▶ The task:
Instruction for the listing below: copy exactly, and only, the lines from the one holding "Query: dark carpal patch" through its last line, omitting any picture.

▶ Records provided:
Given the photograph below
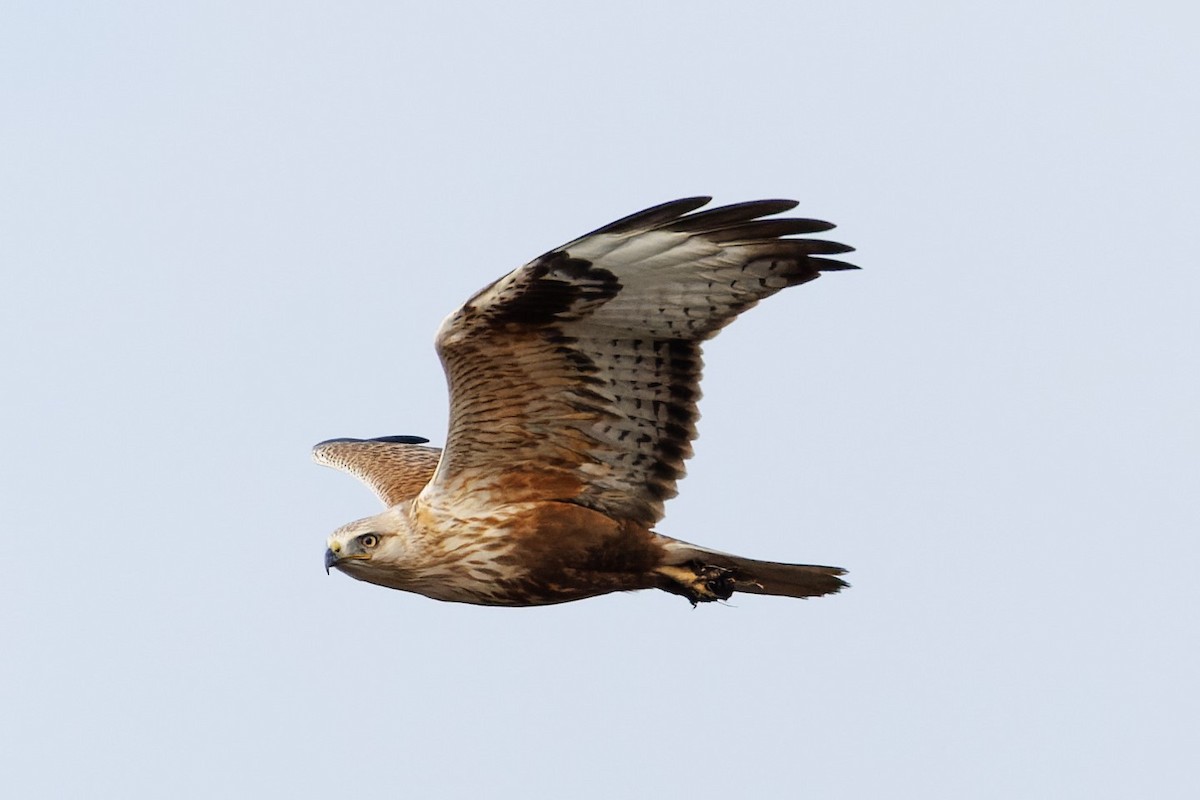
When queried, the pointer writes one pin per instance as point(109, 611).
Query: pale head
point(373, 549)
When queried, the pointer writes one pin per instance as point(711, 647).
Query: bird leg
point(700, 583)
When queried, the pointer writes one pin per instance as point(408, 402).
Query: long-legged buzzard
point(574, 384)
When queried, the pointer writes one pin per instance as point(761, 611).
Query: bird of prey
point(574, 382)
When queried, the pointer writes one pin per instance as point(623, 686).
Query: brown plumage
point(574, 383)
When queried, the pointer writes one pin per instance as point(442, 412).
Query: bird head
point(371, 549)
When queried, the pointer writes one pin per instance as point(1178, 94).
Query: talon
point(699, 583)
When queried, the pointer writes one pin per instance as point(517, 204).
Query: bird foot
point(700, 583)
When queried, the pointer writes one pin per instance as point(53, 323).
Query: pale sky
point(229, 230)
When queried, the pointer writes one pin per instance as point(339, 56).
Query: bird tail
point(765, 577)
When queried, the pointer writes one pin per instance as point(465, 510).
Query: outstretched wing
point(396, 468)
point(575, 378)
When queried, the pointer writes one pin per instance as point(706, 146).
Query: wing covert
point(576, 377)
point(396, 468)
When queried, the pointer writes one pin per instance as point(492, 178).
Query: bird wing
point(575, 378)
point(396, 468)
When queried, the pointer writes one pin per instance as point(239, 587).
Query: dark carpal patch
point(396, 439)
point(555, 286)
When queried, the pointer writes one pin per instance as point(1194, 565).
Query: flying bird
point(574, 383)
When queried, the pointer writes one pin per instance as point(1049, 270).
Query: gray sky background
point(231, 229)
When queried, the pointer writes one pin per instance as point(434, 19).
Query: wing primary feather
point(653, 217)
point(730, 215)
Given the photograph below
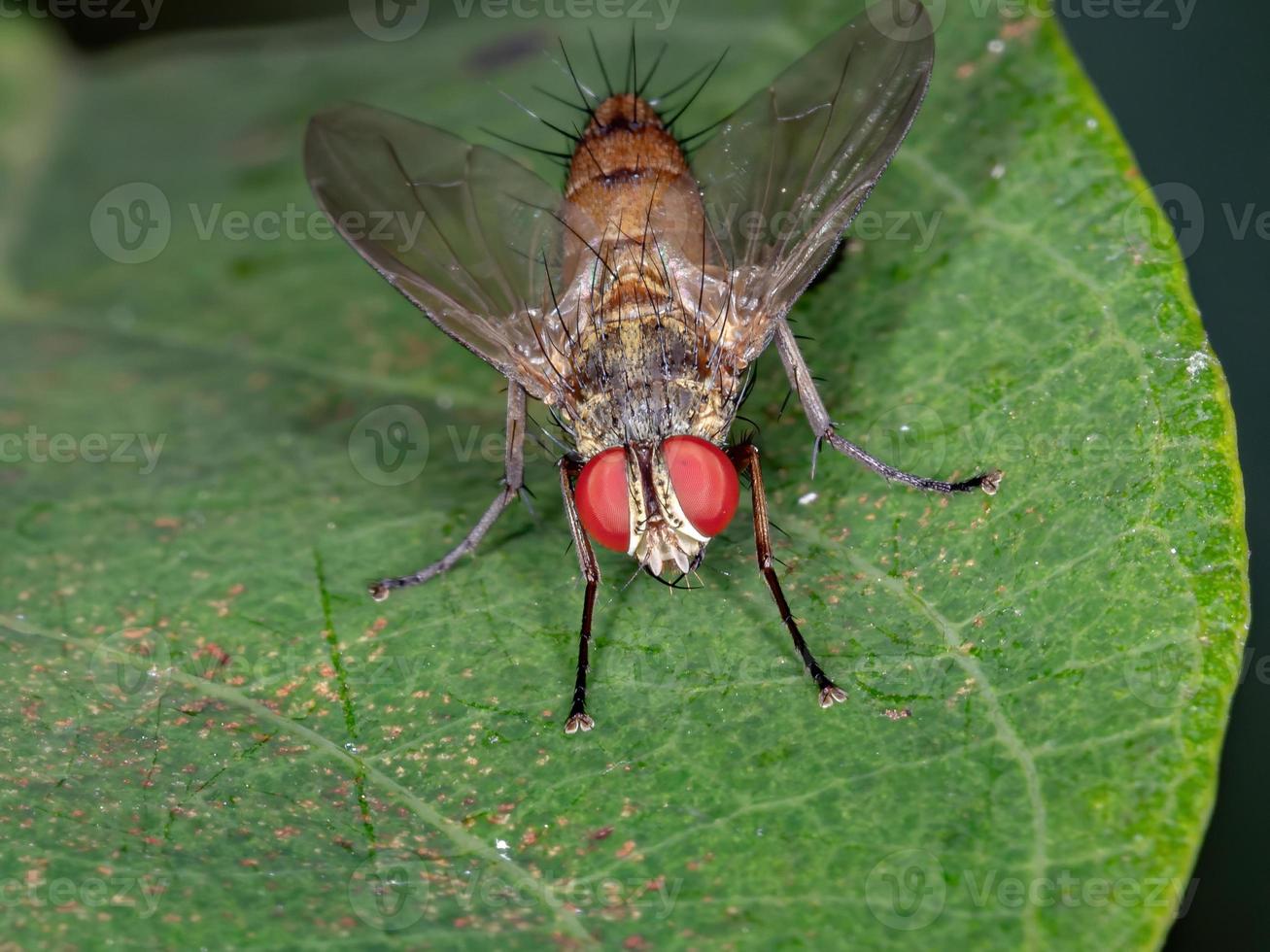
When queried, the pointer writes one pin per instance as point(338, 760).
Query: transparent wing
point(787, 172)
point(463, 232)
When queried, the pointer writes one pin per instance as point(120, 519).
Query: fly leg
point(578, 716)
point(513, 480)
point(745, 458)
point(801, 379)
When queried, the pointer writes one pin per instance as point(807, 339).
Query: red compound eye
point(704, 480)
point(603, 503)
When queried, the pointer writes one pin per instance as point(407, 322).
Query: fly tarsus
point(512, 487)
point(822, 425)
point(578, 717)
point(580, 721)
point(988, 481)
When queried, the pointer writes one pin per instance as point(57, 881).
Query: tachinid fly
point(634, 306)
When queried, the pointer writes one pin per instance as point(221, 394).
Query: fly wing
point(466, 234)
point(785, 175)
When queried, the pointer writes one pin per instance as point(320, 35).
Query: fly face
point(659, 503)
point(634, 303)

▶ Worked solution:
Query: dark carpal patch
point(396, 439)
point(555, 286)
When queried, the pointer writes one pin per instance as point(1194, 565).
Query: flying bird
point(574, 383)
When queried, the pointer writes one pin per instance as point(1049, 270).
Query: gray sky background
point(231, 229)
When queried, the pointer writes one pin per instance as point(434, 19).
Query: wing primary feather
point(653, 217)
point(730, 215)
Given the photograph below
When queried, the pointer writes one pin per instance as point(338, 760).
Query: transparent wing
point(787, 172)
point(463, 232)
When queried, the pointer writes one pin per instance as point(120, 519).
Query: fly leg
point(578, 716)
point(513, 480)
point(745, 458)
point(801, 379)
When queried, the pointer writes one pin per instance as point(807, 339).
Query: red compound eye
point(704, 480)
point(603, 503)
When queried, the pointer writes one pin per instance as point(407, 322).
Query: fly tarsus
point(512, 487)
point(822, 425)
point(578, 717)
point(580, 721)
point(988, 481)
When queried, the pointer writes one pin per instance as point(57, 881).
Query: tachinid fly
point(634, 306)
When queried, the pointer writes one pin per instance as point(221, 394).
Query: fly wing
point(466, 234)
point(785, 175)
When queried, the pointer writes one pin per instance as point(320, 35).
Query: fly face
point(659, 503)
point(634, 303)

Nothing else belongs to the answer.